**TEXT SEGMENT**
※ ※ ※

Arts sector continues to face challenges during COVID-19 pandemic

31 August 2020

With Melbourne’s concert halls and theatres closed indefinitely to audiences, the arts sector continues to face challenges shifting online during the COVID-19 pandemic.

On 13 March, Prime Minister Scott Morrison announced a ban on gatherings of up to 500 people. Just hours after Morrison’s announcement, the Melbourne International Comedy Festival (MICF) announced that it “will not go ahead”.

“Cancelling the festival is heartbreaking but the only decision possible to support the community’s efforts to slow the spread of coronavirus,” said MICF director Susan Provan.

This was followed by a mass closure of festivals, opera houses, galleries and museums.

“For our sector; the velocity and enormity of this crisis is unparalleled,” said Melbourne Theatre Company Artist Director Brett Sheehy.

According to the Australian Bureau of Statistics, the arts industry faced the highest decrease in employment by 34.5%.
To remain connected to their audience and survive financially, companies have turned to digital media to cultivate a unique online presence. In April, Arts Centre Melbourne began a weekly live digital show with John Foreman and his Aussie Pops Orchestra. In May, Melbourne’s La Mama Theatre hosted table readings of award-winning theatrical pieces through Zoom.

※ ※ ※

**MATERIAL PROVIDED**
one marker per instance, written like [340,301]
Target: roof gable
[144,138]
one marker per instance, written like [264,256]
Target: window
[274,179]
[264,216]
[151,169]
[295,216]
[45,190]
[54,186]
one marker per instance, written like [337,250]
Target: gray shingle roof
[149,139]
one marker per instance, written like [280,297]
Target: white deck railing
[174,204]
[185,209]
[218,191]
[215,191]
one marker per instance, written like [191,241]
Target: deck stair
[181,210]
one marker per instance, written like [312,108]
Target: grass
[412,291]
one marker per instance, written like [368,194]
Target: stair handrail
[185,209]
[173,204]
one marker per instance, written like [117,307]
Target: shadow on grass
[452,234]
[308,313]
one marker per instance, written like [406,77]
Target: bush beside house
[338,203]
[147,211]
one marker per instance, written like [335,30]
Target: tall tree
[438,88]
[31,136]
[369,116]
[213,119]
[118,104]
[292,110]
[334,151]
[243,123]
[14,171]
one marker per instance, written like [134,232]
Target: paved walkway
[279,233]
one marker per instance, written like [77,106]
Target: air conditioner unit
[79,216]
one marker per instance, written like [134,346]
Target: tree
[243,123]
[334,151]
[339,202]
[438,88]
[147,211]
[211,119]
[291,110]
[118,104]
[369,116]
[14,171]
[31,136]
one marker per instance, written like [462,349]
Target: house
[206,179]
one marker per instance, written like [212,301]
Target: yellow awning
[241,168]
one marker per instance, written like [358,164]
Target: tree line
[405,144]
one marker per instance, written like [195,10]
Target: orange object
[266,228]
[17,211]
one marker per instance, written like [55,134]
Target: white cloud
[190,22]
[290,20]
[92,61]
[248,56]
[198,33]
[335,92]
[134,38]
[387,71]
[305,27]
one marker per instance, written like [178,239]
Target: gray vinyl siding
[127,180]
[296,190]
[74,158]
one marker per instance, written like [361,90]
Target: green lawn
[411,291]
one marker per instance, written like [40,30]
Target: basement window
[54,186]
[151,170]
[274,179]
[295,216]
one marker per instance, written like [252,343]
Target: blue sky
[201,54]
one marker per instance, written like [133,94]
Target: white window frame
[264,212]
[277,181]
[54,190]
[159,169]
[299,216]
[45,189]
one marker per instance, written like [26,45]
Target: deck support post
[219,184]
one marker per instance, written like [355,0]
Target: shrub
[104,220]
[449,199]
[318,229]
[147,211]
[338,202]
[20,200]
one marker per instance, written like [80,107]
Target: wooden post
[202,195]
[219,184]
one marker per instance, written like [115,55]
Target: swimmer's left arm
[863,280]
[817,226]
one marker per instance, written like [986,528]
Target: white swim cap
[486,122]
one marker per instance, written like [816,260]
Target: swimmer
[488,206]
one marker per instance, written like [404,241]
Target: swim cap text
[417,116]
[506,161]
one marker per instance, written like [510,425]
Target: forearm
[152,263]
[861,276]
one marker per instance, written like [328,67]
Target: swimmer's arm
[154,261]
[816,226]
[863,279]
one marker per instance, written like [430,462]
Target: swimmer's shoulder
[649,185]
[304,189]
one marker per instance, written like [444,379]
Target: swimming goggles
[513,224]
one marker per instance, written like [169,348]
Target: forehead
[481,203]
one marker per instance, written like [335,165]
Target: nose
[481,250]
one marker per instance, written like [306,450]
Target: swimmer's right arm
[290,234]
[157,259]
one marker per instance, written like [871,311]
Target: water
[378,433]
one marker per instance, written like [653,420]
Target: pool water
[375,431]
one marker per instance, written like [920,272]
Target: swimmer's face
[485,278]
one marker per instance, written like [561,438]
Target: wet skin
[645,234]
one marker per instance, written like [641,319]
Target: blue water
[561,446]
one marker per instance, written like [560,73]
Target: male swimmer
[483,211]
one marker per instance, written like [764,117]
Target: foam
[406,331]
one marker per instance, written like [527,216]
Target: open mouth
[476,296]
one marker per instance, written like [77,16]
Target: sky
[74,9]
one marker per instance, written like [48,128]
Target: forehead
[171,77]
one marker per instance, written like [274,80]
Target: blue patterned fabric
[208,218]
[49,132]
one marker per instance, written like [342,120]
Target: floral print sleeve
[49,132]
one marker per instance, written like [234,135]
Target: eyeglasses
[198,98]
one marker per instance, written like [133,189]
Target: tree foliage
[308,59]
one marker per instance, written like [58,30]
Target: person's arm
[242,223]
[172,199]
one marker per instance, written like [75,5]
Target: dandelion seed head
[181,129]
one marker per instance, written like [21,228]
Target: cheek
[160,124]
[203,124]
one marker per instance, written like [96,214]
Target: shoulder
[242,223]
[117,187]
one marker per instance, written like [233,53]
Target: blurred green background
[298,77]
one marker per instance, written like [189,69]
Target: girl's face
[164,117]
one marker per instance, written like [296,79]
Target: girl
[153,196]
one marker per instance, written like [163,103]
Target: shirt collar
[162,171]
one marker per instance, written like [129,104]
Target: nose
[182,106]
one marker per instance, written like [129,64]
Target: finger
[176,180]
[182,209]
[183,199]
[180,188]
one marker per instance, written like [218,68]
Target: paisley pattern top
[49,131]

※ ※ ※

**INSTRUCTIONS**
#1 Answer these questions using the arts sector article:
(a) On what date did Prime Minister Scott Morrison announce a ban on gatherings?
(b) Who is named as the director of the Melbourne International Comedy Festival?
(c) What did La Mama Theatre host through Zoom in May?
#2 Please reproduce word for word the passage of the arts sector article between "With Melbourne’s concert" and "Director Brett Sheehy.", inclusive.
#3 List every person named in the arts sector article.

**ANSWERS BY ITEM NUMBER**
#1
(a) 13 March
(b) Susan Provan
(c) Table readings of award-winning theatrical pieces

#2
With Melbourne’s concert halls and theatres closed indefinitely to audiences, the arts sector continues to face challenges shifting online during the COVID-19 pandemic.

On 13 March, Prime Minister Scott Morrison announced a ban on gatherings of up to 500 people. Just hours after Morrison’s announcement, the Melbourne International Comedy Festival (MICF) announced that it “will not go ahead”.

“Cancelling the festival is heartbreaking but the only decision possible to support the community’s efforts to slow the spread of coronavirus,” said MICF director Susan Provan.

This was followed by a mass closure of festivals, opera houses, galleries and museums.

“For our sector; the velocity and enormity of this crisis is unparalleled,” said Melbourne Theatre Company Artist Director Brett Sheehy.

#3
Scott Morrison
Susan Provan
Brett Sheehy
John Foreman